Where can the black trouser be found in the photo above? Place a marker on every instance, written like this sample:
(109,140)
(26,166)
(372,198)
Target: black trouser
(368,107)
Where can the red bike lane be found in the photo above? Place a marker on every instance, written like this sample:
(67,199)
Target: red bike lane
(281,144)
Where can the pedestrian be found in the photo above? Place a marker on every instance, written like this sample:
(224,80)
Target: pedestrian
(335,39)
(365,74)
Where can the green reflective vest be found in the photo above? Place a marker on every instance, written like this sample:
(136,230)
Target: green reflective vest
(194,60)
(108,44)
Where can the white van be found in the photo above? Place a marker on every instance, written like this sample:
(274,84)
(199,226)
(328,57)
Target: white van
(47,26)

Instructions to follow >> Copy all of the records above line for line, keeping every word and coordinate unchanged.

Written response >>
Where can the black trouser be found in the photo above? Place a marker on every instance, written like this sample:
(109,140)
(26,166)
(372,198)
Target: black trouser
(368,107)
Where can the red bike lane be found in the photo above? Place a marker on every instance, written like this sample:
(67,199)
Target: red bike lane
(281,144)
Where can the pedestrian be found in the photo above? Place a marker on every instance, written like this sample:
(224,80)
Target: pedestrian
(335,39)
(365,74)
Where can the green reflective vest be found in the photo above? Place a marker on every instance, written like this sample:
(136,230)
Target: green reflective vest
(194,60)
(108,44)
Where can the white van be found in the photo above? Place a marker on every instance, written like this sample:
(274,84)
(199,226)
(328,57)
Target: white van
(47,26)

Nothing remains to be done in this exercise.